(Dataset entries)
☆ ☆ ☆

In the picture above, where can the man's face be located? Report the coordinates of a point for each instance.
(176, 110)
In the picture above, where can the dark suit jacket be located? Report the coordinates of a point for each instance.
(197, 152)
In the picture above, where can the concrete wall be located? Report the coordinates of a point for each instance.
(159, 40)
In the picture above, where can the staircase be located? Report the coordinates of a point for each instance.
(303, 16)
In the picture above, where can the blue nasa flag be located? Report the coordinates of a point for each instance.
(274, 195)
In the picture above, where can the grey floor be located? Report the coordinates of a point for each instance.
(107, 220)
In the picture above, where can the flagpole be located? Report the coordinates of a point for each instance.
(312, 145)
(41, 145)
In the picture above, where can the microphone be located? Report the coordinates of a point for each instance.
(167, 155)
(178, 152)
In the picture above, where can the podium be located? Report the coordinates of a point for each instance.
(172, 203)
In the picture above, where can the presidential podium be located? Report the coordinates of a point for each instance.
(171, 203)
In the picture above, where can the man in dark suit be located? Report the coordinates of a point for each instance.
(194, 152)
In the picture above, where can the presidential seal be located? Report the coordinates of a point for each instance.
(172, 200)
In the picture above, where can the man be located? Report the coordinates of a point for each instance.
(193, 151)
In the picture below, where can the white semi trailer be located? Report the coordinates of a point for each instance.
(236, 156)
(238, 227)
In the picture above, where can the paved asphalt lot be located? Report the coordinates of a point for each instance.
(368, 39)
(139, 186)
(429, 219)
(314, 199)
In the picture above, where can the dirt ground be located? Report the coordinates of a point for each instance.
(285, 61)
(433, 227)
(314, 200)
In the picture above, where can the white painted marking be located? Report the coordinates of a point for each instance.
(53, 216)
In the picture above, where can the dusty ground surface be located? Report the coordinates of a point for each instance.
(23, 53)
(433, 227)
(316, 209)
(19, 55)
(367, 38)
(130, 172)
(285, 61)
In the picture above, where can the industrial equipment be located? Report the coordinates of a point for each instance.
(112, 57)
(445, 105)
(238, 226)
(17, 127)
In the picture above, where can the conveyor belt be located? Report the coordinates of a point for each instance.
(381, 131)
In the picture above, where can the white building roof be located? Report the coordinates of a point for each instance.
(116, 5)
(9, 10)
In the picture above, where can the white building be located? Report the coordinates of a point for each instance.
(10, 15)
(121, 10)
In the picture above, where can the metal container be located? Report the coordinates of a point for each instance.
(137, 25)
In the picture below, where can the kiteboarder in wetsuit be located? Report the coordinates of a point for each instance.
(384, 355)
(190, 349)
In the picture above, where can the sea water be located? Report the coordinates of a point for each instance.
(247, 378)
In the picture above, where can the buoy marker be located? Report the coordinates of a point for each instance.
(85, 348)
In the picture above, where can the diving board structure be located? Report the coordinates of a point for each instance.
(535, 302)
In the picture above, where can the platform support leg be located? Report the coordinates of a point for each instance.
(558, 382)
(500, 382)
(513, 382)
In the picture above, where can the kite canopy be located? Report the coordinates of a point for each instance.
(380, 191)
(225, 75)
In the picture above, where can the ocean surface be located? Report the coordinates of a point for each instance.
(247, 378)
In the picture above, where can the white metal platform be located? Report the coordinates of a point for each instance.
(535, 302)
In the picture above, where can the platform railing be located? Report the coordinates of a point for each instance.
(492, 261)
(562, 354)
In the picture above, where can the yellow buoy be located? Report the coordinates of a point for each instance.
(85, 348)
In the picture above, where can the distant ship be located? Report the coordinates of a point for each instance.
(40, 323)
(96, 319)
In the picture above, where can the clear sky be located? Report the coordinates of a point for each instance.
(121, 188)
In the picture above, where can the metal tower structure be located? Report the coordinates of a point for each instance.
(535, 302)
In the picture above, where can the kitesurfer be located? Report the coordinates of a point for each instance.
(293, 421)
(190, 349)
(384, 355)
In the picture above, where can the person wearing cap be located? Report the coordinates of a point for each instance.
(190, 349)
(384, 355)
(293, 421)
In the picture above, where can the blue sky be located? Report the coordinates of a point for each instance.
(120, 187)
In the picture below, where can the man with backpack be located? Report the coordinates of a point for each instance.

☆ ☆ ☆

◆ Aim ◆
Format every line of all the items above as a JSON list of strings, one string per line, omitting blank lines.

◆ Correct result ◆
[
  "In the picture above, where can the man's face be located? Report the coordinates of a point for each instance.",
  "(176, 110)",
  "In the picture above, where can the dark suit jacket be located? Report the coordinates of a point for each instance.",
  "(197, 152)",
  "In the picture above, where can the concrete wall be located? Report the coordinates of a point for each instance.",
  "(159, 40)",
  "In the picture above, where can the staircase be located? Report the coordinates of a point for each instance.",
  "(303, 16)",
  "In the picture above, where can the blue nasa flag be located? Report the coordinates of a point for each instance.",
  "(274, 195)",
  "In the picture above, where can the grey floor be located? Report the coordinates of a point for each instance.",
  "(107, 220)",
  "In the picture above, where can the flagpole be located? Report the coordinates of a point for each instance.",
  "(312, 145)",
  "(41, 145)",
  "In the picture above, where can the microphone be located? Report the coordinates of a point for each instance.",
  "(167, 155)",
  "(178, 152)",
  "In the picture above, where can the podium be located? Report the coordinates of a point for each instance.",
  "(172, 203)",
  "In the picture above, where can the presidential podium be located? Report the coordinates of a point for each instance.",
  "(171, 203)",
  "In the picture above, where can the man in dark suit be located? Report the coordinates of a point for each instance.",
  "(194, 152)",
  "In the picture above, where can the presidential seal be located? Report the coordinates of a point for each instance.",
  "(172, 200)",
  "In the picture above, where can the man be located? Report the coordinates of a point for each instance.",
  "(193, 151)",
  "In the picture below, where can the white semi trailer be located? Report the coordinates of a point for each instance.",
  "(236, 156)",
  "(238, 227)",
  "In the picture above, where can the paved asphalt lot be located? Report the coordinates of a point for each instance.",
  "(368, 39)",
  "(139, 186)",
  "(429, 219)",
  "(314, 199)",
  "In the picture above, where can the dirt ground be located? Report the coordinates of a point for each instance.",
  "(285, 61)",
  "(433, 227)",
  "(314, 200)",
  "In the picture above, where can the white painted marking be located? Report the coordinates of a point for each instance.",
  "(53, 216)",
  "In the picture above, where can the dusty ground surface be located? Report the coordinates of a point for each instance.",
  "(23, 53)",
  "(433, 227)",
  "(316, 209)",
  "(19, 55)",
  "(367, 38)",
  "(130, 172)",
  "(285, 61)",
  "In the picture above, where can the industrial equipment be located? Report the coordinates of a point for each instance.",
  "(112, 57)",
  "(445, 105)",
  "(238, 226)",
  "(17, 127)",
  "In the picture above, where can the conveyor belt be located? Report the coordinates of a point for each instance.",
  "(381, 131)",
  "In the picture above, where can the white building roof be located? Report the coordinates of a point for each instance.",
  "(116, 5)",
  "(9, 10)",
  "In the picture above, where can the white building be located? Report the coordinates of a point for each instance.",
  "(10, 15)",
  "(121, 10)",
  "In the picture above, where can the metal container be located? Report the coordinates of a point for each instance.",
  "(137, 25)",
  "In the picture below, where can the kiteboarder in wetsuit be located? Report the coordinates of a point for each instance.",
  "(384, 355)",
  "(190, 349)",
  "In the picture above, where can the sea water be located? Report the coordinates of a point for each instance.",
  "(247, 378)",
  "In the picture above, where can the buoy marker be located? Report the coordinates of a point for each instance.",
  "(85, 348)",
  "In the picture above, where can the diving board structure be located? Report the coordinates of a point for each instance.",
  "(535, 302)",
  "In the picture above, where can the platform support leg be located? Report the coordinates of a point for each instance.",
  "(558, 382)",
  "(500, 382)",
  "(513, 382)",
  "In the picture above, where can the kite canopy be located? Report the coordinates of a point for each instance.",
  "(380, 191)",
  "(225, 75)",
  "In the picture above, where can the ocean surface be located? Report the coordinates of a point for each instance.",
  "(247, 378)",
  "In the picture above, where can the white metal platform be located? Report the coordinates of a point for each instance.",
  "(535, 302)",
  "In the picture above, where can the platform railing be located? Report the coordinates of a point for each instance.",
  "(492, 261)",
  "(562, 354)",
  "In the picture above, where can the yellow buoy be located? Report the coordinates of a point for each instance.",
  "(85, 348)",
  "In the picture above, where can the distant ship be located? Report the coordinates of a point for each instance.",
  "(40, 323)",
  "(96, 319)",
  "In the picture above, where can the clear sky be located? Report the coordinates of a point for each instance.",
  "(121, 188)",
  "In the picture above, where can the metal tower structure be located? Report the coordinates of a point for each instance.",
  "(535, 302)",
  "In the picture above, where can the kitesurfer be located? Report the coordinates of a point for each instance.",
  "(293, 421)",
  "(190, 349)",
  "(384, 355)",
  "In the picture above, where can the person wearing cap be located? Report the coordinates of a point for each instance.",
  "(190, 349)",
  "(384, 355)",
  "(293, 421)",
  "In the picture above, where can the blue sky be located? Report the coordinates of a point for each instance.",
  "(120, 187)",
  "In the picture below, where can the man with backpack be located? Report the coordinates of a point for each instance."
]